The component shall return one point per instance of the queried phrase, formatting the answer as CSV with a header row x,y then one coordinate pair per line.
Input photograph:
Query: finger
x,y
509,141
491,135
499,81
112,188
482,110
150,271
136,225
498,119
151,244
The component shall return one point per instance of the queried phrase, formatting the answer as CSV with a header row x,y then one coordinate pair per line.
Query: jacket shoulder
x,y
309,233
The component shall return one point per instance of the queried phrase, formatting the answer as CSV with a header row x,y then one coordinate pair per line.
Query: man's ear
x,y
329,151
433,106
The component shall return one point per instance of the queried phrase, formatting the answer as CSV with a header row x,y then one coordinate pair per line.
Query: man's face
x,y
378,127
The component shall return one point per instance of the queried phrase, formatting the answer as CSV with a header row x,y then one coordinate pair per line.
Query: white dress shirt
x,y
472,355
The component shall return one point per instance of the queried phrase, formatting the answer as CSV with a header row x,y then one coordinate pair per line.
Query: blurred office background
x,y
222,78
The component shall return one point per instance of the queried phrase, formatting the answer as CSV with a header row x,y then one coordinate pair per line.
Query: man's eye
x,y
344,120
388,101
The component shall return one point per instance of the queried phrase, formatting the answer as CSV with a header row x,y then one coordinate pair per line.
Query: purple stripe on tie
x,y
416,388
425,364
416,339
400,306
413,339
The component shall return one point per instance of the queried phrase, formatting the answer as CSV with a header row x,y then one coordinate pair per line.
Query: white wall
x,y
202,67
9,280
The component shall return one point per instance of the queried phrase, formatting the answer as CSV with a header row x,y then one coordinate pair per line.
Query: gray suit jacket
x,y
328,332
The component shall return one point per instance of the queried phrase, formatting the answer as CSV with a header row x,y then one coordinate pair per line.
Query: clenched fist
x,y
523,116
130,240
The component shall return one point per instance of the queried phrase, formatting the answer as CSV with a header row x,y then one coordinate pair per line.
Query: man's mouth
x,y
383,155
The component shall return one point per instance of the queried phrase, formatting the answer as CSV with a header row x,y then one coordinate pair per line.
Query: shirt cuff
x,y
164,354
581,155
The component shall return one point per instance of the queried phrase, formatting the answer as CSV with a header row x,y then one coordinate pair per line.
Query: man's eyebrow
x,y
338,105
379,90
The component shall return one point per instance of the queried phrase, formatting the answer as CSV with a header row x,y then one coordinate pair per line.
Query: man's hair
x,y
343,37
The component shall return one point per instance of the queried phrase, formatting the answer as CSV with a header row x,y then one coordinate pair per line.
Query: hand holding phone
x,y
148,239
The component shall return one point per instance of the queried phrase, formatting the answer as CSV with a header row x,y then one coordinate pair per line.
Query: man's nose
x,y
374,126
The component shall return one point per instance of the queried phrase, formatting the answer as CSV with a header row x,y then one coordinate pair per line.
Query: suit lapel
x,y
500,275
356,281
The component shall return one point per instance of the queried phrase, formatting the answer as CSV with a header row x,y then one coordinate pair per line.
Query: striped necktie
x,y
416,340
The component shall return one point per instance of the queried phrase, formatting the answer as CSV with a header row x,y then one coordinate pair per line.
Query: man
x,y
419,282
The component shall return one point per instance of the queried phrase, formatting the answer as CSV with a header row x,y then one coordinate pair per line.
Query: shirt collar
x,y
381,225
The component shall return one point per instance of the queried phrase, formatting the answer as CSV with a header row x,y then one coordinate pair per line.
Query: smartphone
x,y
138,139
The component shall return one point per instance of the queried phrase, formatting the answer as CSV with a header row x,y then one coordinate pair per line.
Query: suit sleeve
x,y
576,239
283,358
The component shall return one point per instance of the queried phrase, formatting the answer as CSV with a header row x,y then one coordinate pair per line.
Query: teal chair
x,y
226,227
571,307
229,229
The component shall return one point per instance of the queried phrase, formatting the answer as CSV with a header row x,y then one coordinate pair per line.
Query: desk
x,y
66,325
────────────────────────────────────────
- **What the exercise asks**: Using the data above, return each line exactly as written.

- **Exercise response**:
The component shall return one point per instance of the queried phrase, formatting the answer as CSV with a header row x,y then one coordinate pair per line.
Input photograph:
Query: finger
x,y
509,141
491,135
499,81
112,188
482,110
150,271
136,225
498,119
151,244
The component shall return one point per instance of the queried phrase, formatting the answer as CSV with a header row x,y then one coordinate pair per line.
Query: jacket shoulder
x,y
309,233
The component shall return one point per instance of the queried phrase, formatting the answer as CSV with a header row x,y then one coordinate pair per line.
Query: man's ear
x,y
329,151
433,106
The component shall return one point per instance of the queried phrase, formatting the answer as CSV with a header row x,y then one coordinate pair per line.
Query: man's face
x,y
378,127
The component shall return one point per instance of the queried phrase, formatting the answer as CSV with a header row x,y then one coordinate pair per line.
Query: white dress shirt
x,y
472,355
The component shall return one point per instance of the queried phrase, formatting the answer as CSV with a header row x,y then one coordinate pair per line.
Query: blurred office background
x,y
222,78
The component shall return one point per instance of the queried phrase, formatting the answer as CSV with a header row x,y then one coordinate pair per line.
Query: man's eye
x,y
344,120
388,101
The component shall return one point per instance of the queried phrase, formatting the answer as CSV with a header row x,y then one coordinate pair per line.
Query: purple stripe on tie
x,y
416,388
425,364
416,339
400,306
413,339
The component shall return one point per instance of the queried phrase, formatting the answer as CSV with a header row x,y then one coordinate pair per line.
Query: white wall
x,y
202,67
9,280
The component shall return one point per instance of the queried phrase, formatting the answer as CSV with a header row x,y then one coordinate pair per line.
Query: gray suit jacket
x,y
328,332
The component shall return one point per instance of the queried phrase, formatting the answer as CSV with a header row x,y then one coordinate pair per line.
Query: clenched fist
x,y
523,116
130,240
The component shall return one point per instance of the queried phrase, formatting the answer as CSV with a header row x,y then one coordinate pair per line.
Query: man's mouth
x,y
383,155
The component shall return one point per instance of the queried phrase, formatting the answer as CSV with a header row x,y then one coordinate pair per line.
Query: shirt cuff
x,y
164,354
581,155
The component shall return one point per instance of the queried phrase, formatting the answer as CSV with a header row x,y then one coordinate pair per line.
Query: man's eyebrow
x,y
338,105
379,90
The component shall return one point per instance of the queried phrase, formatting the answer as CSV with a header row x,y then one coordinate pair per line.
Query: man's hair
x,y
343,37
The component shall return one point per instance of the queried phrase, formatting the answer as CSV with a header row x,y then one coordinate pair per line.
Query: hand holding phone
x,y
148,239
The component shall return one point per instance of the queried phrase, formatting the answer as CSV with a header row x,y then one coordinate pair per line.
Query: man's nose
x,y
374,126
The component shall return one point per instance of the queried phrase, formatting the answer as CSV with a header row x,y then one coordinate pair per line.
Query: suit lapel
x,y
500,275
356,281
The component shall return one point per instance of the queried phrase, formatting the answer as CSV with a header row x,y then one coordinate pair per line.
Query: striped necktie
x,y
416,340
The component shall return one point per instance of the queried phrase, formatting the answer as CSV with a header row x,y then one coordinate pair per line.
Query: man
x,y
419,282
The component shall return one point per instance of the queried phrase, formatting the answer as CSV with a header row x,y then one coordinate pair per line.
Query: shirt collar
x,y
381,225
The component shall return one point per instance of the queried phrase, formatting the answer as CSV with a header row x,y then one coordinate pair per line.
Query: smartphone
x,y
138,139
The component shall return one point per instance of the queried phrase, formatting the answer as CSV with a header row x,y then one coordinate pair per line.
Query: suit sleeve
x,y
576,239
283,358
The component shall return one point per instance of the queried phrase, formatting the answer as CSV with a header row x,y then one coordinate pair per line.
Query: teal chair
x,y
226,227
571,307
229,229
The component shall return one point per instance of the queried phrase, formatting the answer as CSV with a header row x,y then one coordinate pair per line.
Query: desk
x,y
66,325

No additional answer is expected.